> WHAT IS BEING ASKED: Copy the entries exactly. Leave out any pictures.

═════ RECORDS PROVIDED

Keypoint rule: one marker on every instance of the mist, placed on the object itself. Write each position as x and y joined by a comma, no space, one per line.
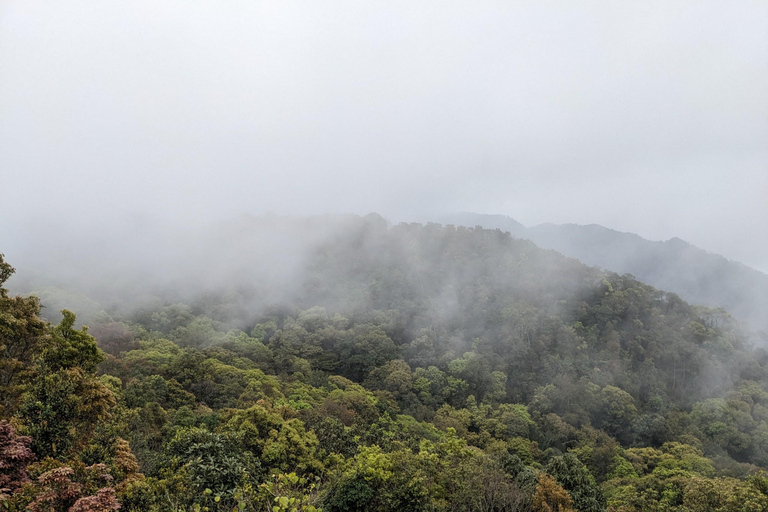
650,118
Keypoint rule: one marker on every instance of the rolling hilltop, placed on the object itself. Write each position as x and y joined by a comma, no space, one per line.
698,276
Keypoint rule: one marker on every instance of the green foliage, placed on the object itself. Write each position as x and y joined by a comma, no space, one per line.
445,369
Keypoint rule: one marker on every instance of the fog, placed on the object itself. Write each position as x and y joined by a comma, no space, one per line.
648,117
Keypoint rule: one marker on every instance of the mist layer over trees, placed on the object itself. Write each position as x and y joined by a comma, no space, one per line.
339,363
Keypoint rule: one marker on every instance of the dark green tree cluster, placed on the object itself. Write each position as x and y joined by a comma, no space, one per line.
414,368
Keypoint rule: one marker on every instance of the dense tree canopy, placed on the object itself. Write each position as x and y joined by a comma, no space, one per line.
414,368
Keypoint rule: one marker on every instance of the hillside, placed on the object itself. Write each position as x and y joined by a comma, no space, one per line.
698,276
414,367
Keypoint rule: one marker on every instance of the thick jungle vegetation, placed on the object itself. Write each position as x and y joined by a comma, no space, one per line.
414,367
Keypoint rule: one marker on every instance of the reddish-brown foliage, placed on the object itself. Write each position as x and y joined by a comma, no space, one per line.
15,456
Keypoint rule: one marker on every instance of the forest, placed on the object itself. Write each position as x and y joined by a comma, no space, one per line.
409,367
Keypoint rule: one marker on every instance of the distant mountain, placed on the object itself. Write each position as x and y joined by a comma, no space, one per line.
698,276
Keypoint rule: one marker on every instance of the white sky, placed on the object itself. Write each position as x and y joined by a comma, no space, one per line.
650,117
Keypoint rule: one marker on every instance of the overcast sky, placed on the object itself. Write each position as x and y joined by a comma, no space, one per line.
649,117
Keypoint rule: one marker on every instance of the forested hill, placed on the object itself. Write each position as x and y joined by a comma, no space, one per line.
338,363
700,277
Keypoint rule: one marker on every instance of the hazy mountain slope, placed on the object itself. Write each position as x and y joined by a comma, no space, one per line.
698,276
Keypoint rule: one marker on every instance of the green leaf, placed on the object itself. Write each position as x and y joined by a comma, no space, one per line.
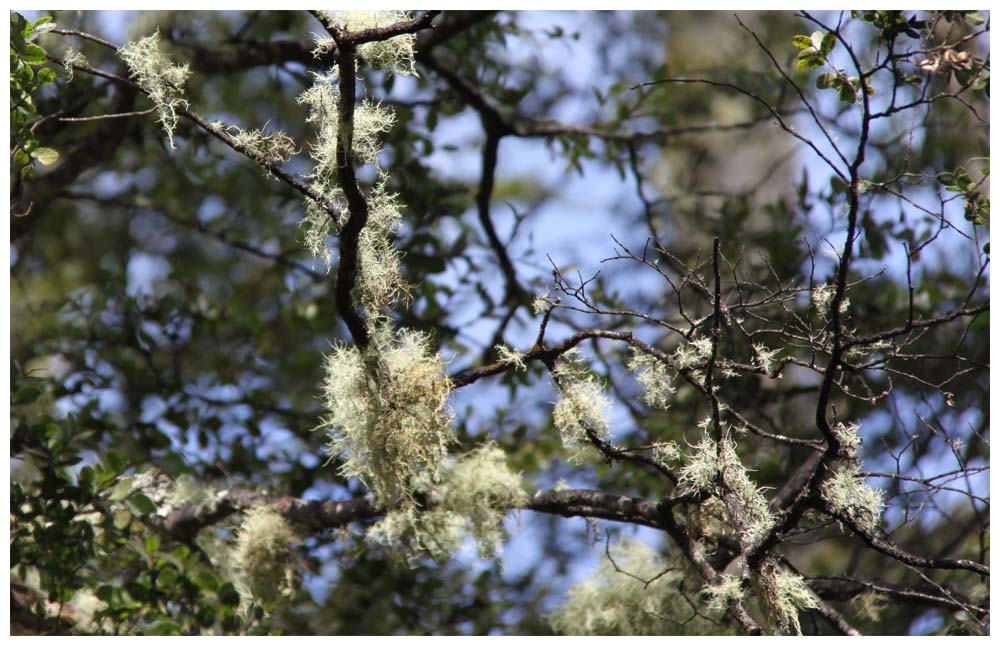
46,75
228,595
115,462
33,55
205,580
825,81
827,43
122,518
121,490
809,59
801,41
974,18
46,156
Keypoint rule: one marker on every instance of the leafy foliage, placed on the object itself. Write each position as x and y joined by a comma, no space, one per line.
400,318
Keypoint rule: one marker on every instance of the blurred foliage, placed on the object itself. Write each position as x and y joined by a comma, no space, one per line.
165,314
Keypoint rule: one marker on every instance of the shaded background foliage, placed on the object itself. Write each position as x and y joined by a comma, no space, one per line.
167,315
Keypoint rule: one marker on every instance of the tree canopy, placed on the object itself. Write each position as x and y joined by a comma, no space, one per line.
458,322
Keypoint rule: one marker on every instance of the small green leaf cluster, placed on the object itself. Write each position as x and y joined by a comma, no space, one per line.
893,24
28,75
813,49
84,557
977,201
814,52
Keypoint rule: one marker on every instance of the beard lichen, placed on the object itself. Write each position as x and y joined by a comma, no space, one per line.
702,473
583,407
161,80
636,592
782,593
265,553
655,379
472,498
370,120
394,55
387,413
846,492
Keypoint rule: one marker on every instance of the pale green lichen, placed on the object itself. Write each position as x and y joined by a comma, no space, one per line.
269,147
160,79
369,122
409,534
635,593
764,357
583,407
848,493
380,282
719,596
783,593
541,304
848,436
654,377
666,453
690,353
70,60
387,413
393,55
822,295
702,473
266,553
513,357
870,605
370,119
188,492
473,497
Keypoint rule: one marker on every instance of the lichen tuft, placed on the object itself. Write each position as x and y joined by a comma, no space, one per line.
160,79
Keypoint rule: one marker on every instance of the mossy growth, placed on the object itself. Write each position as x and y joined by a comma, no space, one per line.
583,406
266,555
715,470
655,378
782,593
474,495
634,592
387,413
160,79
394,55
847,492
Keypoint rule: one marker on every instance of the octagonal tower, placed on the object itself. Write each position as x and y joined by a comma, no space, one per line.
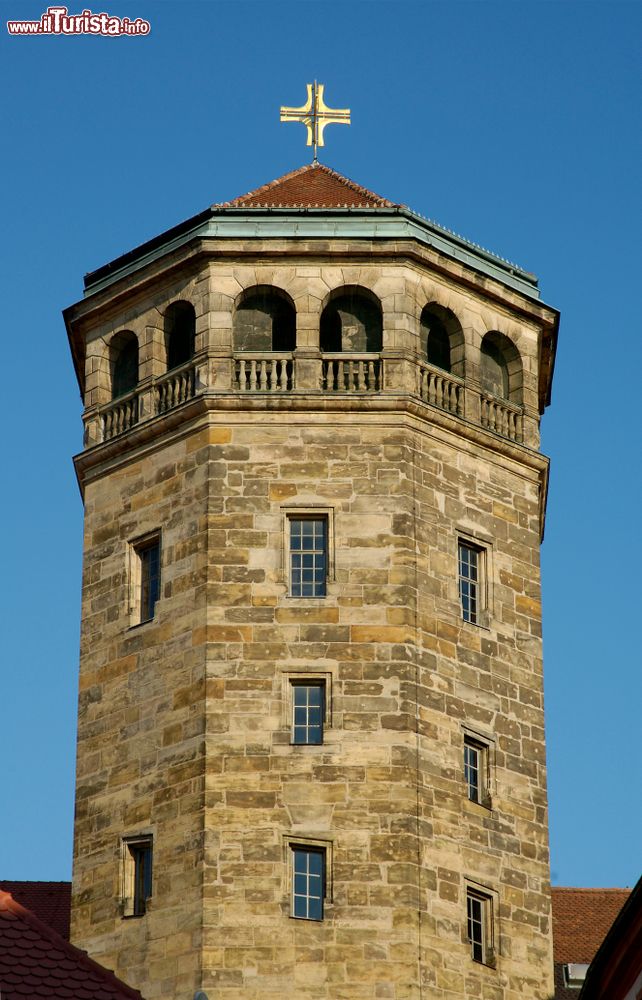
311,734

══════════

> RESPONSE TO THIS TASK:
Keypoint rule: one marker on every instance of the mist, placed on the object itself. Write each position as x and y joined by a comma, no space, one per line.
650,118
Keypoint rule: one marker on every instance of the rolling hilltop, placed on the object itself. Write each position as x and y joined by a comma, no space, one per line.
698,276
Keypoint rule: one marker on every instance of the green foliage, placed on the object itself. Write each position as x and y joined by a comma, no space, one per line.
445,369
Keypoint rule: one marker on every instance of the fog, placed on the object itself. Write each position as x and y joined by a comma, no space, one per line.
648,117
Keypoint rule: one marker on every instance of the mist layer over trees, placed on the object itself. Write each position as x and y joined by a comma, no space, one per line.
339,363
Keypoint rule: one marker on every instance of the dark green tree cluster, placed on the object itself. Write each position as x and y joined by a comma, no space, one per line.
414,368
Keypoint rule: one marker on every instance of the dense tree canopy, placed on the object itself. Write each position as x and y joined by a comma, no space, one per line.
414,368
Keypoint rule: one marker on every instance of the hillside, placed on the object itself. Write each position as x and y joined by a comma, no space, one per line.
698,276
414,367
Keypoint rule: one marker on every instance of the thick jungle vegetation, placed on the object itself. Write each position as x and y joined by a comma, no space, one per line.
414,367
Keypoint rule: one marker on every instance of the reddish-brown foliage, placed on the object itself. Write each position as x and y joined by a comma, no space, one per line.
15,456
Keypoint rule: one marker on every instance of the forest, placed on the object itself. Write each position as x and y joined by a comma, no space, one per line.
409,367
Keypoint rule: one marker on every instance of the distant mountain, placed on the object itself. Write each position as x and y joined by a comma, no space, one per line.
698,276
Keypoint rule: one marker on every instance of the white sky, placed on the object itself. Write each position as x and y joined by a comma, no space, one per line.
650,117
Keypoint rule: one marker on every instance of the overcast sky, placed on the object itself. Write each position as x and y joined by a comma, no space, one per line.
649,117
Keypoint rule: one marker on every instance of the forested hill, placed on the object itself. Write each position as x and y joined by a comma, no space, one per line.
338,363
700,277
Keypoint rule: one marker on every instance of the hazy mountain slope, placed on the object itself. Write each position as x and y joined by a comma, no space, one per line.
698,276
Keypoint rule: one marker on every instance of the green leaf, placed on the object itself. Write each position as x and y joined by a comma, no space, one per line.
46,75
228,595
115,462
33,55
205,580
825,81
827,43
122,518
121,490
809,59
801,41
974,18
46,156
Keypoint rule: one marker on every instance of the leafy foliage, placed on the object itself. Write each position as x and y joined by a comma, no space, one per line.
400,318
Keypoint rule: one marker on every instance of the blurred foliage, placed on the object itself. Write each position as x and y joined by a comma, no space, one per line.
165,314
Keypoint rule: one marker on every instance of the shaded background foliage, placed on the object itself. Write each position as x and y joined by a comma, no space, one per line.
167,315
Keypoint rule: one marker on every instance of the tree canopy, placed on the object itself. Write each position as x and y joined by a comma, no space, one per line.
458,322
Keypoint rule: one marker on every instance of the small green leaf cluster, placed on the object itself. Write each position as x and y joined by a comma, no space, one per line.
893,24
28,75
813,49
84,557
977,201
814,52
Keypoint rule: one marker on every instance of the beard lichen, placed on the object itself. Write each position as x and y joined by a comma, no space, one per line.
702,473
583,407
161,80
636,592
782,593
265,553
655,379
472,498
370,120
394,55
387,413
846,492
Keypoint rule: one marker on every instance of the pale green lichen, placed on the object itself. Write each position as x and y joined by a comma, no space, one per line.
269,147
160,79
369,122
409,534
635,593
764,357
583,407
848,493
380,282
719,596
783,593
541,304
848,436
654,377
666,453
690,353
70,60
387,413
393,55
822,295
702,473
266,553
513,357
870,605
370,119
188,492
473,497
Keypoint rule: one marker on every instance of the lichen tuft, placed on the object itself. Write each position as x and y joined by a comma, no space, one per line.
160,79
Keypoint rule: one marker on every instance of the mossy growth, placed on the object itself. Write each position as x and y joined by a comma, no space, one per line.
583,406
266,555
715,470
655,378
782,593
474,495
634,592
387,413
160,79
394,55
847,492
Keypoint rule: one marker on every instance of the octagonal tower, placed on the object itself. Write each position as x and y joined by a comma, no space, one per line.
311,734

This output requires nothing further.